> Work request A
Reproduce word for word the part of the "Identity crisis" column that begins at the words "We may be the" and stops after "our adolescence, maybe.".
> Work request B
In the "Identity crisis" column, what does the quoted 2009 article say the prefrontal cortex coordinates?

Featured Story

Jenifer’s Journal: Identity crisis

We may be the world’s oldest operating democracy, but in comparison to many other countries, we’re definitely on the younger side — smack dab in the middle of our adolescence, maybe.

Certainly, that’s how we’re acting, body hair, hormones, cracking vocal cords and wet dreams notwithstanding. We’re rebellious, self-centered, impulsive, and heedless of our elders.

Yeah, a teenage country, no doubt. Trouble is, it’s a dangerous age to be during such a dangerous age. The Age of Absurdity at the age of absurdity?  Not good.

It’s like when America was packing to move into the new millennium, it seemed to have only included, as any teenager might, its brand new-to-society cellphone, maybe a toothbrush and a bag of Doritos. It spent the five previous decades, ever since its glorious victory in World War II, busting societal norms and shattering long-held values but without replacing them.

Why bother? Like a rich, arrogant scion high on the designer drugs of technology and capitalism, America was way too busy practicing excess to worry about, as the song says, Domani

There were no parental restraints, of course. Having been born from the unholy coupling of semi-enlightened white privilege with the basest example of human depravity, slavery, “restraint” was not held in high regard.

The “privilege” part having discovered, thanks to John Locke, the most revolutionary concept in human development, that all [humans] are created equal — unfortunately, applied that transformative idea to itself alone and built a nation on the backs of slaves to perpetuate it. 

The seeds of madness were sown. However misapplied, that extraordinary notion of “equality for all” was so powerful that it would fuel the hearts and minds of countless humans “yearning to be free” so they and, it seemed the Creator itself, conferred on this young nation  (like the good fairies gifting the infant princess in Sleeping Beauty) all manner of blessings: power, beauty, riches, resources, respect, talents, honor and of course, the storied reputation of being “exceptional.”

So, where was I?  Oh, right. A callow teen-aged nation ready to cross over into the uncharted territory of the 21st Century. It’s not surprising that we were so ill-prepared. I realize I’m being annoyingly allegorical here, but if you can allow for the notion of an adolescent America, then you might further consider why we were so unprepared. It has partly to do with the adolescent brain — individual or collective, maybe — and development of the prefrontal cortex.

According to a 2009 article in the NIH National Library of Medicine Journal, “Adolescent Maturity and the Brain,” by Sara B. Johnson, Ph.D., Robert W. Blum, M.D. and Jay N. Giedd, M.D.:

“The prefrontal cortex coordinates higher-order cognitive processes and executive functioning … cognitive skills needed for goal-directed behavior, including planning, response inhibition, working memory, and attention … These skills allow an individual to pause long enough to take stock of a situation, assess his or her options, plan a course of action, and execute it. Poor executive functioning leads to difficulty with planning, attention, using feedback, and mental inflexibility, all of which could undermine judgment and decision making.”

> Data
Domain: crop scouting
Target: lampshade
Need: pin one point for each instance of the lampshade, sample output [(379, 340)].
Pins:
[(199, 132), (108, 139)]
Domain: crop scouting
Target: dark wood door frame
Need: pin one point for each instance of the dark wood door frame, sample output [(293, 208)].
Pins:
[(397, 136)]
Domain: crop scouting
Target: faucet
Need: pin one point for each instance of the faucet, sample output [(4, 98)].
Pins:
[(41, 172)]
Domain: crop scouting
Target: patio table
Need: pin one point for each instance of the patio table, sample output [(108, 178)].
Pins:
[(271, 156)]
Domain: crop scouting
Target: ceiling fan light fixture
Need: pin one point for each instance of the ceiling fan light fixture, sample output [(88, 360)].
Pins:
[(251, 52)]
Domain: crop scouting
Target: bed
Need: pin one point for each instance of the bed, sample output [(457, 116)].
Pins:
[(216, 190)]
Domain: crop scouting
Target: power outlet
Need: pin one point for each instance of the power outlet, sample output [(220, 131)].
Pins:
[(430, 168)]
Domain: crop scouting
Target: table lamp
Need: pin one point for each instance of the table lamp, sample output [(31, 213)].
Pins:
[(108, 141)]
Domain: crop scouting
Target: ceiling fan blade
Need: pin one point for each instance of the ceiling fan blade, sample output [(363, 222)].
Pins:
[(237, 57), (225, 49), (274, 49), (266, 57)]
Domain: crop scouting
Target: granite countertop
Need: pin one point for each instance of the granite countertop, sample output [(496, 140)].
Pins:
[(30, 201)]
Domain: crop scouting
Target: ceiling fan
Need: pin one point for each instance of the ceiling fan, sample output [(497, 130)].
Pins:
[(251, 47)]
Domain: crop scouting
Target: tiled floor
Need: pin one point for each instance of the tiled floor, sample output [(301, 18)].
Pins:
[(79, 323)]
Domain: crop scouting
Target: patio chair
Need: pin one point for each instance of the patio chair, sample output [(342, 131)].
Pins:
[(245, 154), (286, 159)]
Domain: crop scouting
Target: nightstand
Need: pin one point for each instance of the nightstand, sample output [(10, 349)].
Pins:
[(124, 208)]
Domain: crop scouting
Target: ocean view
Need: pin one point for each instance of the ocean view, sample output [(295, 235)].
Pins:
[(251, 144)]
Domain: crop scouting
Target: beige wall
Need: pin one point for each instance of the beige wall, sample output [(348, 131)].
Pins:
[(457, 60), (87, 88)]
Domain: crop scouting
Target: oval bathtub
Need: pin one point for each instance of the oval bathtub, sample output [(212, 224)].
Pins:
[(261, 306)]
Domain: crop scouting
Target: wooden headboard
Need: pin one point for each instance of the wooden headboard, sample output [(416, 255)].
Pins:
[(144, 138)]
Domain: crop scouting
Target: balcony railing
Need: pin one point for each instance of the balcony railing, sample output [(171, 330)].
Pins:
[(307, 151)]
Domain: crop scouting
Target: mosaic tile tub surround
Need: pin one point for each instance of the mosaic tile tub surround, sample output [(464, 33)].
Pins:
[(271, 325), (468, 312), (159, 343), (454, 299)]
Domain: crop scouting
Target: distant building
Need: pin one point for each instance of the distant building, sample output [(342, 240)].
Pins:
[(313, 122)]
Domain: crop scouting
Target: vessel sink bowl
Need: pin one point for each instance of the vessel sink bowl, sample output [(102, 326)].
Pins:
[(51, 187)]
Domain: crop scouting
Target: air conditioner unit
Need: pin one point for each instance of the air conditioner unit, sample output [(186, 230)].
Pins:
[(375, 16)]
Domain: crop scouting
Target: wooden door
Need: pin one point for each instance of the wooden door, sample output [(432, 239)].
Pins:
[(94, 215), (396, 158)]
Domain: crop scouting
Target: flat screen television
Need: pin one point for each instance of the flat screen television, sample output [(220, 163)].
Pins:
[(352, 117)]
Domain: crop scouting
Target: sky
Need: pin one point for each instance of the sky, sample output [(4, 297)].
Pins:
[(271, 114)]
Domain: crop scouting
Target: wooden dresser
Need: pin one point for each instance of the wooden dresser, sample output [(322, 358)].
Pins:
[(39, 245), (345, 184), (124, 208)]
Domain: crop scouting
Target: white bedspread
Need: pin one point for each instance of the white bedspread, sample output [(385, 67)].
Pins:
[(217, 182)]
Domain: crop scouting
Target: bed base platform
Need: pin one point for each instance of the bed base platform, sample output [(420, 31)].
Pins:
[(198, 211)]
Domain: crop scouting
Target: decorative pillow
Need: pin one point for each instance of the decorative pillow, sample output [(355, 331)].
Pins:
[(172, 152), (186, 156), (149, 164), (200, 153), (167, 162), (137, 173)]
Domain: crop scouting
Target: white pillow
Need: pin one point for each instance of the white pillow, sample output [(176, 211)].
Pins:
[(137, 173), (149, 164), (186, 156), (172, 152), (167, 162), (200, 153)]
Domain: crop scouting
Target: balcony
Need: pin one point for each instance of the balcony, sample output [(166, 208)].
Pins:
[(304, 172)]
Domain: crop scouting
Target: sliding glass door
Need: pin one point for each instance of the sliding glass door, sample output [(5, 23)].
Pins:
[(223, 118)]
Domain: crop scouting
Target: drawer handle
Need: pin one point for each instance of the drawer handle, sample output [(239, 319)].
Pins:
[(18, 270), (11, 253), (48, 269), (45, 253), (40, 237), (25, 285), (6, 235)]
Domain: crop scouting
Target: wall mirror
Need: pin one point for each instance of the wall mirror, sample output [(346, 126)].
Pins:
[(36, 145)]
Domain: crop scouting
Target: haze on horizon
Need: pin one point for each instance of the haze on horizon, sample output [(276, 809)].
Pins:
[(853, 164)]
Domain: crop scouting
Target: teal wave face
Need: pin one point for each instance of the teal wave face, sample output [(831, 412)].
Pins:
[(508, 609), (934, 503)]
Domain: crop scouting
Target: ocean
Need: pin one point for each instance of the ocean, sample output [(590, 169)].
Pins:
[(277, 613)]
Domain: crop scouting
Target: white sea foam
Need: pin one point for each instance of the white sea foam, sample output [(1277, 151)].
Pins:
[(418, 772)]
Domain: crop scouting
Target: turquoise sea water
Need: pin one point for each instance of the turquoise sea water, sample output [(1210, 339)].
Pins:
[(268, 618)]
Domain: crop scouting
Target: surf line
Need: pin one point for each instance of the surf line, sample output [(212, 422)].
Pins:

> Written answer A
We may be the world’s oldest operating democracy, but in comparison to many other countries, we’re definitely on the younger side — smack dab in the middle of our adolescence, maybe.

> Written answer B
Higher-order cognitive processes and executive functioning.